* **WHAT NEEDS TO BE DONE**
Return, word for word, only the lines from the one containing "Target: large red lantern with gold tassel" through the last line of the entries.

'''

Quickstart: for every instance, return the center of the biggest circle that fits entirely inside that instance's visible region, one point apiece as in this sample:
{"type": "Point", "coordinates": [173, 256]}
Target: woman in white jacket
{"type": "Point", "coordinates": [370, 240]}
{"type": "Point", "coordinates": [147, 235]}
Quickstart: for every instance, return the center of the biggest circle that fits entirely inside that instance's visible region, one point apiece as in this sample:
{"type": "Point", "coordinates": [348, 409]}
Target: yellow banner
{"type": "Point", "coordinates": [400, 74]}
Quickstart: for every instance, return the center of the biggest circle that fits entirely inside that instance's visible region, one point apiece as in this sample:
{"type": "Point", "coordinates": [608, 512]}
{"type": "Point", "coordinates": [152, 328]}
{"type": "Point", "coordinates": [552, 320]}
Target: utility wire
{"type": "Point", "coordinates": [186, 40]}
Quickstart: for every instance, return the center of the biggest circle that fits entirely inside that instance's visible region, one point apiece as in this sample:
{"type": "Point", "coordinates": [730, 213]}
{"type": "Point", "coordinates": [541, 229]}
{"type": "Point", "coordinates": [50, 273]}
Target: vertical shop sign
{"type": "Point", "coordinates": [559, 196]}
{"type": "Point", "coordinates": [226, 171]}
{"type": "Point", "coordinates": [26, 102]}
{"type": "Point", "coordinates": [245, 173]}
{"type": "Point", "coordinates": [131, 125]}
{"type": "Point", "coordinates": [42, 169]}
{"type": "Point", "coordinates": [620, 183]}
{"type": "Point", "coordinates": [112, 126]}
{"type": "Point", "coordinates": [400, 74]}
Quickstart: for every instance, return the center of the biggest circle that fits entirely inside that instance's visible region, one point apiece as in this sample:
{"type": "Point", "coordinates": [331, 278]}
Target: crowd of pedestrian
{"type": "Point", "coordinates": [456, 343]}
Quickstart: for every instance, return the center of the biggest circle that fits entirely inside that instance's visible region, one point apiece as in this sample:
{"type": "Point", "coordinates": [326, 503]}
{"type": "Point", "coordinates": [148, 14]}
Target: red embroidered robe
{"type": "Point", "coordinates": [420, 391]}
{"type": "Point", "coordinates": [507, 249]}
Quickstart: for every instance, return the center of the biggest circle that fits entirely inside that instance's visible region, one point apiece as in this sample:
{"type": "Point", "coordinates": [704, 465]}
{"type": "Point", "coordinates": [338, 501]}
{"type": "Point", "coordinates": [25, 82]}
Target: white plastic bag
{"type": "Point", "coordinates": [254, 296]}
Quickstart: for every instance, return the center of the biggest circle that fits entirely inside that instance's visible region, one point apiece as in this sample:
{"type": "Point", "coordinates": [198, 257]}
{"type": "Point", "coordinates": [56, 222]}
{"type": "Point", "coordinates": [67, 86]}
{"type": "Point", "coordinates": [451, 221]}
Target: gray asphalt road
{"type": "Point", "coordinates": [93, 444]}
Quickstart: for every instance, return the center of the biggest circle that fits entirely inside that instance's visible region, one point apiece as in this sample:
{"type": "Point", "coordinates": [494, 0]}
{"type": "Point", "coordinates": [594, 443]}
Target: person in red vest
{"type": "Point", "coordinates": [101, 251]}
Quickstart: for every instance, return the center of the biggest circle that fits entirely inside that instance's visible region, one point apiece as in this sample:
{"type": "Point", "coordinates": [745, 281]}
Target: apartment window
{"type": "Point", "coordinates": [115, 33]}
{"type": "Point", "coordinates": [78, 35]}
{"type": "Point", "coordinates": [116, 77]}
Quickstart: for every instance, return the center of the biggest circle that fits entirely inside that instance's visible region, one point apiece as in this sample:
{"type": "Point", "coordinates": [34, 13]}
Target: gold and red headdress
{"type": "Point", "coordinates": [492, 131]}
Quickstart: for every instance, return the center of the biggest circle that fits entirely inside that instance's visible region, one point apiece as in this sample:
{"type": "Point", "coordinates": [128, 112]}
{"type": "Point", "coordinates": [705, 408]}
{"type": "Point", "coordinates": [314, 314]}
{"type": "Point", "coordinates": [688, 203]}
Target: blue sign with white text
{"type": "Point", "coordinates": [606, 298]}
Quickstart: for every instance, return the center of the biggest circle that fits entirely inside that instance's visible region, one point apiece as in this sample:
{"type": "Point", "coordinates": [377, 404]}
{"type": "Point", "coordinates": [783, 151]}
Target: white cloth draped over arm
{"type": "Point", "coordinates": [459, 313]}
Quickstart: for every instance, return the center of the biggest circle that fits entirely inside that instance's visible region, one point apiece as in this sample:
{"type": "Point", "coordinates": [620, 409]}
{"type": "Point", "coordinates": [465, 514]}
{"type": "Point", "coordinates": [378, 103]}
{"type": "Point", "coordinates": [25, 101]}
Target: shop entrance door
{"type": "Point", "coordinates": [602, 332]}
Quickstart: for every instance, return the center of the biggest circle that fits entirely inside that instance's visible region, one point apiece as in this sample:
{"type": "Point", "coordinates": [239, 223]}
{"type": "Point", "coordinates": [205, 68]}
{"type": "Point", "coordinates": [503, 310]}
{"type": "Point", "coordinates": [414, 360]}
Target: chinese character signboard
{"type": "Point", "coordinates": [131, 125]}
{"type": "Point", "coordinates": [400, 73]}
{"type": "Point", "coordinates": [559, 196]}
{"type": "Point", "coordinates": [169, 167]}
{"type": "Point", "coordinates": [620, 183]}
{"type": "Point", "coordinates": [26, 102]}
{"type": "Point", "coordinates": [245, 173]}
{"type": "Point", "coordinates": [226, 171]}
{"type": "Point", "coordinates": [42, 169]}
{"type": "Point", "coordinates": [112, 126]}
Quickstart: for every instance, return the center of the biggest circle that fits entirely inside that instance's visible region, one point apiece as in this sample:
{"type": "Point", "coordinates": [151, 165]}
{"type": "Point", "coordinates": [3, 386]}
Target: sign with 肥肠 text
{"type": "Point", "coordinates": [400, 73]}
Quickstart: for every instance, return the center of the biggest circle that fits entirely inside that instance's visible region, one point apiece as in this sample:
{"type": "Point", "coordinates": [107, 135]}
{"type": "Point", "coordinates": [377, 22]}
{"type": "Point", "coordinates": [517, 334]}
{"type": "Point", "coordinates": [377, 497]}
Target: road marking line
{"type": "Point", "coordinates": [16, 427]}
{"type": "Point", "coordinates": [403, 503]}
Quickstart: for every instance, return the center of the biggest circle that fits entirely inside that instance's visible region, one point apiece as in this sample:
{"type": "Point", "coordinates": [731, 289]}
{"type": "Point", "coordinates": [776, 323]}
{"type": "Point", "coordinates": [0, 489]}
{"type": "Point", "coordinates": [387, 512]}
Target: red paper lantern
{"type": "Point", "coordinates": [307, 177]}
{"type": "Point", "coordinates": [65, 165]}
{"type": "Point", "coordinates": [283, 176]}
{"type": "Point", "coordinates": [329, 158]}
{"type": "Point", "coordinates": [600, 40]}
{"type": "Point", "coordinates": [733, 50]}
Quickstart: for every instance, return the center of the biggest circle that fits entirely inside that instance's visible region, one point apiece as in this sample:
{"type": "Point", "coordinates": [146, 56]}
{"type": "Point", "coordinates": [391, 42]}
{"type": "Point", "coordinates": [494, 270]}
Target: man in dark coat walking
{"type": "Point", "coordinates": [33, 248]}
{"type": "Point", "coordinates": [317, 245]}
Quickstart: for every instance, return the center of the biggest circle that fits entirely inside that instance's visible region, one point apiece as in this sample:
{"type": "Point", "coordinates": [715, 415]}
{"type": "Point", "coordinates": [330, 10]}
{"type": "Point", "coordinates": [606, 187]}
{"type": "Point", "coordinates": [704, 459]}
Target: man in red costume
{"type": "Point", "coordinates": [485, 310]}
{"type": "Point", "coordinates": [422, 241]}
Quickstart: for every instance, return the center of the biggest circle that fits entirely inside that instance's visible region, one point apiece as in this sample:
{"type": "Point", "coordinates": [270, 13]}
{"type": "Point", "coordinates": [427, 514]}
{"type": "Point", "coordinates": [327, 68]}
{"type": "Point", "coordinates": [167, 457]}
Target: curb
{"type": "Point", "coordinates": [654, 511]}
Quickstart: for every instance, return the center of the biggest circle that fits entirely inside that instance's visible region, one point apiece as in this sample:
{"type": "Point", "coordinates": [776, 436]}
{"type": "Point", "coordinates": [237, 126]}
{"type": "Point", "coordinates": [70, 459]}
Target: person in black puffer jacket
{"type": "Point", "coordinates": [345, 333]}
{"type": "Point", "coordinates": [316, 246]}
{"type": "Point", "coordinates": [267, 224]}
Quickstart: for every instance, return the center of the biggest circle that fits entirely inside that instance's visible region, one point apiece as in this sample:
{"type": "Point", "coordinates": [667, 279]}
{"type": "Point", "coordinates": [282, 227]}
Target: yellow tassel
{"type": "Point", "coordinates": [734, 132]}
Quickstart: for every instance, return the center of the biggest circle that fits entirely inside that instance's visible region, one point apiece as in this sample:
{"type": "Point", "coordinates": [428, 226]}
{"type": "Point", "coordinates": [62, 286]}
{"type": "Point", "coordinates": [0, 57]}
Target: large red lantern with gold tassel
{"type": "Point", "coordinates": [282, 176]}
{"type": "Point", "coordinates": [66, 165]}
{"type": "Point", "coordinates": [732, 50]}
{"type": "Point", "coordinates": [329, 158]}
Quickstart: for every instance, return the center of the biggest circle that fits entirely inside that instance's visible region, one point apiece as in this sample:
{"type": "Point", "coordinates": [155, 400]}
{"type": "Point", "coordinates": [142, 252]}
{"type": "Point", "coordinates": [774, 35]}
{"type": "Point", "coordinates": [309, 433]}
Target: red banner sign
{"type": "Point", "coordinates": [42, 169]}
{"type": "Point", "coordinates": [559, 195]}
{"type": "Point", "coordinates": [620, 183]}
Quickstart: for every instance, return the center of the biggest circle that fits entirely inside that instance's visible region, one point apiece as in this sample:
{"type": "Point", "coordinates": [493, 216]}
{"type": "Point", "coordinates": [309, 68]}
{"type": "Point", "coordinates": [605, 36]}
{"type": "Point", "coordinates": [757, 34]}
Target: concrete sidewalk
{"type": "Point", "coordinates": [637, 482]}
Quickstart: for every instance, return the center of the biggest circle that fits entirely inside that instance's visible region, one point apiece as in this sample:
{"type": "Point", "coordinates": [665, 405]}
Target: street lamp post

'''

* **EXERCISE SOLUTION**
Target: large red lantern with gold tassel
{"type": "Point", "coordinates": [282, 176]}
{"type": "Point", "coordinates": [66, 165]}
{"type": "Point", "coordinates": [732, 50]}
{"type": "Point", "coordinates": [329, 158]}
Quickstart: for every instance, return the center of the biggest circle that fits entirely inside that instance's visible region, one point apiece as in this sample:
{"type": "Point", "coordinates": [155, 400]}
{"type": "Point", "coordinates": [142, 252]}
{"type": "Point", "coordinates": [774, 35]}
{"type": "Point", "coordinates": [309, 433]}
Target: red banner sign
{"type": "Point", "coordinates": [42, 169]}
{"type": "Point", "coordinates": [559, 195]}
{"type": "Point", "coordinates": [620, 183]}
Quickstart: for every instance, return the center of the biggest circle that fits entirely inside that instance's visible region, one point apiece as in this sample:
{"type": "Point", "coordinates": [493, 216]}
{"type": "Point", "coordinates": [309, 68]}
{"type": "Point", "coordinates": [605, 36]}
{"type": "Point", "coordinates": [757, 34]}
Target: concrete sidewalk
{"type": "Point", "coordinates": [637, 482]}
Quickstart: for every instance, return the center of the biggest circle that fits entirely inside that instance's visible region, one point apiece as in this sample:
{"type": "Point", "coordinates": [665, 405]}
Target: street lamp post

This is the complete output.